_SHORT EXERCISE 1_
Scale everything in the stored data rows from the line containing "If you could spot the chain" down to the last row, writing out every line in that stretch again, requests included. Multiply each x and y coordinate in the answers by 0.75 and round it to a whole number, with halves rounding up.

This seemed to inspire a lot of other people, more specifically artists to post their own videos. Let me post another one here. All right, here's one that one of the listeners sent me. This is hi.imded_art channel. This is a smaller channel. It's an artist who does really cool artwork.

And this video is called "Deleting Social Media and Making a Website." The artist here, who does videos of her art, which I really appreciate, is basically saying in this video, "I'm done with social media. I'm creating a website. And I can put my art on my website, and I'm going to control it, and I don't want to post things anymore and have to see how many likes they get or what have you.

I'm done." Right. So let's see. I'll read a little bit of what she's saying here. It's a good presentation worth listening to. Let's see. All right. I don't know how to fast forward. I got to go out of full screen here. I want to read a little bit of what she's saying here.

She has some interesting things, she says. There we go. All right. I'm going to expand that. Man, you can tell I use a lot of social media, Jesse. I don't even know how to use videos. You notice when people unfollow, people unsubscribe, and you see that, like it's so noticeable, and it hurts.

It does hurt. But at the same time, I'm like, "I would rather you know if I'm not for you, I'm not for you." So if you choose to unsubscribe or unfollow, it's like, "Well, I'm sad to see you go. Maybe I'll catch you on the flip side." Feeling like you can never keep up, and an addictive quality, of course, that is just social media in general.

So she's going on about you just get really caught up in how many followers, and you really notice when numbers go up and down, et cetera. Very good sort of honest video. Here's another one I want to load up. This is another artist. This is LRNDulyOneWord. That's the name of the channel.

This website is, "I deleted all social media and made a website." All right. So in this video, this artist is explaining why. So she left social media. She has these outlines. She also was tired of the demands of social media, and she built a website. And that's where she's putting her art now.

All right. There's a lot more videos like this happening on the internet right now of people declaring, especially artists, "I'm leaving social media, and I'm just going to put stuff on a website that I control." So what are their reasons? Well, I mean, I actually went through and watched these videos so I could summarize like the main reasons given by these artists, and let me give you the three main categories.

(Stored data)
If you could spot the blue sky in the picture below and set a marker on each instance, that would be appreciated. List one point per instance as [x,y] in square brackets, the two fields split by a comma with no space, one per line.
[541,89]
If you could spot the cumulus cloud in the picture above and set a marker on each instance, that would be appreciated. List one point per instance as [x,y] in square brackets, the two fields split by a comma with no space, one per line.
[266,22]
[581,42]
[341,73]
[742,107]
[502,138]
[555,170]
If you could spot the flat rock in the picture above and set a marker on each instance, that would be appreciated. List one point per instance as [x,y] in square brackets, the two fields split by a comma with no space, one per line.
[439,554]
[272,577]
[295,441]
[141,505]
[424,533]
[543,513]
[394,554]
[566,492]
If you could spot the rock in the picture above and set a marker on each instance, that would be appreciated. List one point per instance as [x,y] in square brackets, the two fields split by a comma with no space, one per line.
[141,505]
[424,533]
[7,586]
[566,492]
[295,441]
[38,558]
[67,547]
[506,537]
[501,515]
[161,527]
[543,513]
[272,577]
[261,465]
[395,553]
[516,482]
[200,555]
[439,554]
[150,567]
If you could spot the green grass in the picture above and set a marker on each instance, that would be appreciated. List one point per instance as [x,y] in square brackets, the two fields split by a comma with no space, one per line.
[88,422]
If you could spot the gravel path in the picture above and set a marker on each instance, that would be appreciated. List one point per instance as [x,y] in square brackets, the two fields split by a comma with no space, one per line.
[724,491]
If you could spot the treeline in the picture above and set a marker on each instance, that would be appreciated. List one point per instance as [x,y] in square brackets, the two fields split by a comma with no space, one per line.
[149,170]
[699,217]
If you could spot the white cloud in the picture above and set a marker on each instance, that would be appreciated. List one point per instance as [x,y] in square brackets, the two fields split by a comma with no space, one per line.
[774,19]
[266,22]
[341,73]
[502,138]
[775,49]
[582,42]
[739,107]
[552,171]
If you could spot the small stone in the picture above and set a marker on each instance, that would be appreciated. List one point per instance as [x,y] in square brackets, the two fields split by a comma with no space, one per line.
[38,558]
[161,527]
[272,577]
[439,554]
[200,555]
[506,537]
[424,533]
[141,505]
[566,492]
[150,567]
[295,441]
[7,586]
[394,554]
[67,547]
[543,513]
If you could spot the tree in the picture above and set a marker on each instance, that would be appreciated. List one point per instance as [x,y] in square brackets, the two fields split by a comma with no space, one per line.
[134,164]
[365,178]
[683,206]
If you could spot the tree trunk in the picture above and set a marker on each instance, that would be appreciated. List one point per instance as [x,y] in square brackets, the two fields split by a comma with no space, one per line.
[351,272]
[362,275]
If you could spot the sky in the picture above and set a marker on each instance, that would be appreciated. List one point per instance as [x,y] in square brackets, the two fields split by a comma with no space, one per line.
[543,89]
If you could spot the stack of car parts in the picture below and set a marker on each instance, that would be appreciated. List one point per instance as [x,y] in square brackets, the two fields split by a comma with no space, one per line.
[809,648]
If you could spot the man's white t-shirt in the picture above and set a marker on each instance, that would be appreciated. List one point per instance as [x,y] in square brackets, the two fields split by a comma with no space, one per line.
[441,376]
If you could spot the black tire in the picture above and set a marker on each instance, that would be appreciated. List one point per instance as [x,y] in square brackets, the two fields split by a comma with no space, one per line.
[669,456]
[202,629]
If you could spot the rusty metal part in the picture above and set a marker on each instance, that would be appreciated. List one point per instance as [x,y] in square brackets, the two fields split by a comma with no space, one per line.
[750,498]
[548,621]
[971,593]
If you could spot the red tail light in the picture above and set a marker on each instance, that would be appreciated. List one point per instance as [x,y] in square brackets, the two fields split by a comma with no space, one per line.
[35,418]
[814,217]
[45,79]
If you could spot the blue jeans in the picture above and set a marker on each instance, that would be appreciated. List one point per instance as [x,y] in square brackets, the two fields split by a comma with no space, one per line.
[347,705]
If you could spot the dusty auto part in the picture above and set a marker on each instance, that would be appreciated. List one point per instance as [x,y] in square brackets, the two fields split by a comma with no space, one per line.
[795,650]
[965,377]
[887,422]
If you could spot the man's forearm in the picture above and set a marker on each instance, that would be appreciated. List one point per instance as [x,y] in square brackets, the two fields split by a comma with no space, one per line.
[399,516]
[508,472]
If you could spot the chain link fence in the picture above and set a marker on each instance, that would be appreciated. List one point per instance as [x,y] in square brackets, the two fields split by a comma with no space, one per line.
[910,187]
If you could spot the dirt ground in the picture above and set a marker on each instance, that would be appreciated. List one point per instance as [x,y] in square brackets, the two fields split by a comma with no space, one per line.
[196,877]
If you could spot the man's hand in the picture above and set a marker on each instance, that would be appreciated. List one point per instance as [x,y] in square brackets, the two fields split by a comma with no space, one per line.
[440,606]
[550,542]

_SHORT EXERCISE 2_
In the transcript about artists leaving social media, what is the title of the video from the hi.imded_art channel?

_WRITTEN REPLY 1_
If you could spot the chain link fence in the picture above and set a marker on each instance, that would be appreciated. List one point per instance as [x,y] in square brackets, the two fields split by a comma with no space, one per line.
[683,140]
If you could spot the dirt ground in the picture above and set a marker on each instance, that would be appreciated. List one point per instance as [x,y] in square brackets, the two fields split by a comma with no space, one per line.
[147,658]
If you could spot the man's hand in the picture above and set a marker on each instance, that would be appreciated. List one point per instance as [x,y] in square brackets, the two fields split by a comma with no space, one per line.
[330,455]
[413,407]

_WRITTEN REPLY 2_
"Deleting Social Media and Making a Website."